START

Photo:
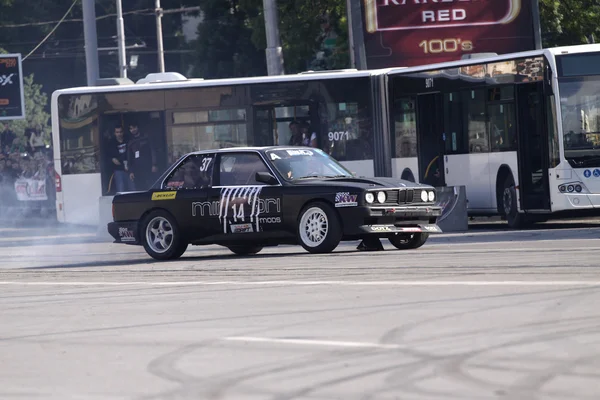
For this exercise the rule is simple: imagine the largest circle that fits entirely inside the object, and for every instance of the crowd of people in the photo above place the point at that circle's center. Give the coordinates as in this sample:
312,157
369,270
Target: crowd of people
26,173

END

EXERCISE:
Reproduce every one of the rows above, requests included. Multiply each coordinate in the answers by 1.35 and round it to a whole number, with halves rounded up, but leave the numbers in the requests and their sample coordinates unchanged. Leave the pictures out of your answer.

EXPECTED ANSWER:
Photo:
For this exercise the rule is simple: imagine the largest circle that fits entirely inside the object, and for every instance of the crowd of people in the photo above place the point at that circle's center. Give the coordinates as in this sample:
312,157
369,270
Target: crowd of people
35,234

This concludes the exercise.